#### [Text provided]
Code reference: simple examples in basic_apps.

Summary

Those are the most important data structures in Snabb Switch. To do serious Snabb Switch development you only need to write some code that manipulates packets and links. Usually we write apps in Lua using some common libraries, but you can realistically write them from scratch in Lua, C, assembler, or anything else you care to link in.

There are more details of course: we will dig into those later.

pkhuong commented 8 years ago

Do you consistently put metadata at the end of structs? For the packet struct, ISTM we can expect a lot of sequential processing from the first to the last byte. In that case, it would make sense to put the length first… unless there are alignment issues with DMA? Even then, I'd put the length first + padding, unless you can guarantee huge pages.

I'd be wary of int for ring buffers: signed overflow is undefined.

lukego commented 8 years ago

I'd put the length first

Care to send that as a PR? The CI will automatically run benchmarks and it would be really neat if those are adequate to evaluate such a micro-optimization.

I'd be wary of int for ring buffers: signed overflow is undefined.

Good point! The code we have today doesn't let the values overflow (mask on increment) and I have tested on up to a trillion packets.

I did have to check in the simplified ring that I used in the "write an app in pure assembler" experiment (SnabbCo/snabbswitch#603) and luckily that does use unsigned (and mask-on-access).

lukego commented 8 years ago

@pkhuong Going meta: I observe that it is fun and easy to come up with ideas for micro-optimizations, both for the CPU and for the JIT, and we really need to make it equally fun and easy to test and verify them. Over time we are building up the performance tests in our CI to cover real end-to-end applications. I hope to reach the point where we can simply dash off each optimization idea in a PR and automatically find out whether it is good or not.

I am avoiding merging micro-optimizations when we don't have a suitable test environment to verify that they are effective. I feel like the issues in play are just too subtle to talk about meaningfully without both strong mental models and good empirical tests. (Thinking of comp.arch sort of discussions where arbitrarily impressive arguments can be made both for and against a given change for a given CPU architecture and you would never find out which one was right :-))

#### [Input records]
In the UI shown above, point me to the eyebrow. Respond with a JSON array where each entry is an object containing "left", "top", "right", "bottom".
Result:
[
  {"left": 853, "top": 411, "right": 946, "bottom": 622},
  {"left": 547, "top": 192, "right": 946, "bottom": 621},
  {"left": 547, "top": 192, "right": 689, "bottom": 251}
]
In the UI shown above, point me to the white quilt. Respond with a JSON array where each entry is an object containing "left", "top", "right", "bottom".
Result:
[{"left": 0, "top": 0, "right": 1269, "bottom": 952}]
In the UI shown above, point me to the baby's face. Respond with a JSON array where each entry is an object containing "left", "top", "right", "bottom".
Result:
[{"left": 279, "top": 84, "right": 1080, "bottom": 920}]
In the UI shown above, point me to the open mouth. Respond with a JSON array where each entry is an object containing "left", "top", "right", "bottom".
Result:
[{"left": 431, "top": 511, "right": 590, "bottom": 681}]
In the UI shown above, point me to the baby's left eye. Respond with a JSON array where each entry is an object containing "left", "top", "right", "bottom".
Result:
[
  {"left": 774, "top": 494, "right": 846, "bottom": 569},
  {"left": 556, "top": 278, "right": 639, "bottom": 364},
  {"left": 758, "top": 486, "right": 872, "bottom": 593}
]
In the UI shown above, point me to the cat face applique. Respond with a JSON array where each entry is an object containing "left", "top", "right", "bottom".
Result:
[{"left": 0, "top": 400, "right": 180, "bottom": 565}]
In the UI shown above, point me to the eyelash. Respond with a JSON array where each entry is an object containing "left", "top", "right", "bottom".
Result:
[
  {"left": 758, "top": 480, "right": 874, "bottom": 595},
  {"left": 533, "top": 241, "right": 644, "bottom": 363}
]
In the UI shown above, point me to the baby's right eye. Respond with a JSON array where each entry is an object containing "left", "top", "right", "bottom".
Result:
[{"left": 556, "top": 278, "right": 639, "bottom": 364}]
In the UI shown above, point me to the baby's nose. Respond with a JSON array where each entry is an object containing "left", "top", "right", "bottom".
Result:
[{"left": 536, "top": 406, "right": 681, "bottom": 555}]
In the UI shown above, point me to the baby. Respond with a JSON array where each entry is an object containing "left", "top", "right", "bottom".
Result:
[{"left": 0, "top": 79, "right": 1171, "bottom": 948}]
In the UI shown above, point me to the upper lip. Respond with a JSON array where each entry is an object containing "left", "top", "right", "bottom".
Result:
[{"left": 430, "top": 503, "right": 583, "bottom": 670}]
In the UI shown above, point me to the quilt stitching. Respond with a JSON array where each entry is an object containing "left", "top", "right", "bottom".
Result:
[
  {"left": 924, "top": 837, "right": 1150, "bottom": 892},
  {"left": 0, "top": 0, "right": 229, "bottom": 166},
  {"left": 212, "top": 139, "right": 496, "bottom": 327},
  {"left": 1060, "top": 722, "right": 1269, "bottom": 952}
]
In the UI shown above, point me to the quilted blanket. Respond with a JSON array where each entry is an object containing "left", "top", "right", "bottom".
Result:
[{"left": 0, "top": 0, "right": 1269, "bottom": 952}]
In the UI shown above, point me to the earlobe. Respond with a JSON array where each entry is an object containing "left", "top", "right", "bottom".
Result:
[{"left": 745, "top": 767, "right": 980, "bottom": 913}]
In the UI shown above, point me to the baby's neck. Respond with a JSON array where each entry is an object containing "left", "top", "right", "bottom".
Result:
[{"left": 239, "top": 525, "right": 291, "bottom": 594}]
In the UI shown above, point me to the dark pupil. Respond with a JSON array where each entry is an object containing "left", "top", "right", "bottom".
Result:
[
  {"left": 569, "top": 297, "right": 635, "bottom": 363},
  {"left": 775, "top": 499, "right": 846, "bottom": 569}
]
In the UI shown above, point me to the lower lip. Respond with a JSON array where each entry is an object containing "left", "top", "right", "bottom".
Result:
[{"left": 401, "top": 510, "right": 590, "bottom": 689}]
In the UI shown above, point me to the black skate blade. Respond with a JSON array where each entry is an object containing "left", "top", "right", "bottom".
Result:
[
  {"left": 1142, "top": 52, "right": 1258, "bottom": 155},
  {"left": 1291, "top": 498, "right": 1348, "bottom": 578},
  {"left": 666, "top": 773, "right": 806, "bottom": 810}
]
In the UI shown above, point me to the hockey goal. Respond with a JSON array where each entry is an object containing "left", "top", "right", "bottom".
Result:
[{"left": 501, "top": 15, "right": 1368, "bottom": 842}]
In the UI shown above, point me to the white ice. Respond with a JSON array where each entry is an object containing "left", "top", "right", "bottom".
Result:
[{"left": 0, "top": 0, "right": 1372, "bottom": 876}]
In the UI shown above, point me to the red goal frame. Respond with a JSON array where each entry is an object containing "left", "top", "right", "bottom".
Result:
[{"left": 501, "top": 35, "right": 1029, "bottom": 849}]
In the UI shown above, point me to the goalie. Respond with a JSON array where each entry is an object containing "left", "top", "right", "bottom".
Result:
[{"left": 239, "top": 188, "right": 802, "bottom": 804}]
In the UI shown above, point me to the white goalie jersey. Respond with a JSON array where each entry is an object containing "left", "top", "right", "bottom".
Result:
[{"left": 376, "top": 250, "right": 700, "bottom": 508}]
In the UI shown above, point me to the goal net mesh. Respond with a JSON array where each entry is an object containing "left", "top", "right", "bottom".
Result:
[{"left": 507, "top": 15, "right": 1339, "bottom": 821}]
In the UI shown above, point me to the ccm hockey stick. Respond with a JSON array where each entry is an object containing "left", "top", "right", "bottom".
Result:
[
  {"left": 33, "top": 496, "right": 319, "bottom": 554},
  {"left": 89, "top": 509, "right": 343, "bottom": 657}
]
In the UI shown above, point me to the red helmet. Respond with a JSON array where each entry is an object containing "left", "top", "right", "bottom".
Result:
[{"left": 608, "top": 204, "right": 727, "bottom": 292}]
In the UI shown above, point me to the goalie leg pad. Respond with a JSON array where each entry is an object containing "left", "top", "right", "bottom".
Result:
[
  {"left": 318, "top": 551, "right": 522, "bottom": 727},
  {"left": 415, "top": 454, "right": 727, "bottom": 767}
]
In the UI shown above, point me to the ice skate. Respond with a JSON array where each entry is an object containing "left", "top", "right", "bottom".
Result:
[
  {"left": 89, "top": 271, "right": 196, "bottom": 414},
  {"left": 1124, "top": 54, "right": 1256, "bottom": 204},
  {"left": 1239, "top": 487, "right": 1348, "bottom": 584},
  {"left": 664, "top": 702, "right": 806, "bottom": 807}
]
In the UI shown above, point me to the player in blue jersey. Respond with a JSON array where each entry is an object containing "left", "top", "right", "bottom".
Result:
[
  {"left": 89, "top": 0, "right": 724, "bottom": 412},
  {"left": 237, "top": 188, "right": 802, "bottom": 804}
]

#### [To be done]
**A)** Pull out every line of the rows that contains the string "hockey", matching case exactly.
**B)** Carry on the Snabb Switch thread from its final sentence.
The Snabb Switch thread and the rows are unrelated material.

#### [Results of the exercise]
**A)**
In the UI shown above, point me to the hockey goal. Respond with a JSON array where each entry is an object containing "left", "top", "right", "bottom".
In the UI shown above, point me to the ccm hockey stick. Respond with a JSON array where each entry is an object containing "left", "top", "right", "bottom".

**B)**
Having said that, the efforts to test and verify often come when somebody is stretching to meet a performance goal and is more than happy to test ideas that have been being kicked around in the past. cc @kbara :).

tokenrove commented 8 years ago

Automated performance regression testing is of great interest to me; would you mind blogging at some point about how you're doing it on the Snabb Switch project?

kbara commented 8 years ago

I haven't had a chance to look at it closely, but I know @DRMacIver has been doing some interesting automated performance regression tests on Hypothesis.

Re: @lukego , I tend to agree about how subtle many of these things are; empirical testing in one context can tell you surprisingly little! That said, some empirical validation (or refutation) is usually better than none. :)

DRMacIver commented 8 years ago

I wouldn't go as far as to say it was interesting. There's a big line in my benchmarking script that says "Is this statistically sound? ¯(ツ)/¯". :-)

If you're interested, here's the comparison script: https://github.com/DRMacIver/hypothesis/blob/benchmarking/scripts/benchcompare.py

And it's used here: https://github.com/DRMacIver/hypothesis/blob/benchmarking/scripts/runbenchmark.sh

It's not really good enough to detect micro-optimisations (you'd need a lot more data points for starters). It's mostly designed to make sure I haven't accidentally introduced any major regressions since the last released version.

lukego commented 8 years ago

@kbara @pkhuong Sure is wonderful when an optimization has a satisfying explanation and a repeatable empirical test. This should get easier for us over time as our profiling tools improve and our stable of standard benchmarks expands to cover more interesting cases.

The idea of moving the length field to the start of the packet is an interesting one. If this is effective I would hope that we could see an improvement on the CI NFV DPDK benchmark (blasting packets from a NIC through a VM) and/or the synthetic basic1 benchmark (feeding packets through a simple app network). Those are CPU-bound benchmarks that touch packet structs at the rate of ~ 10-100 million times per second.

I am also really keen on improving the profiling and PMU support. For example it would be nice to have fine-grained regression tests on things like the number of L2/L3 cache accesses per packet for various apps. These could be used to test ideas for microarchitecture-dependent optimizations e.g. the idea that by moving the length field to before the payload we would eliminate one cache miss per packet. I am actively working on building up the PMU profiling support for this purpose - see SnabbCo/snabbswitch#616.

I also want to add support for the PEBS feature of the PMU. Then the CPU can sample the addresses of cache misses and log them into a memory buffer. We should then be able to analyze those addresses and characterize the rate of cache misses for e.g. "packet.length", "Nth cache line of packet.data", "NIC DMA descriptor", "QEMU guest memory", "Lua data", "FFI data", etc. So far it is working out quite well in traceprof (SnabbCo/snabbswitch#623) to collect pretty raw samples and then analyze them in-process with access to all program state.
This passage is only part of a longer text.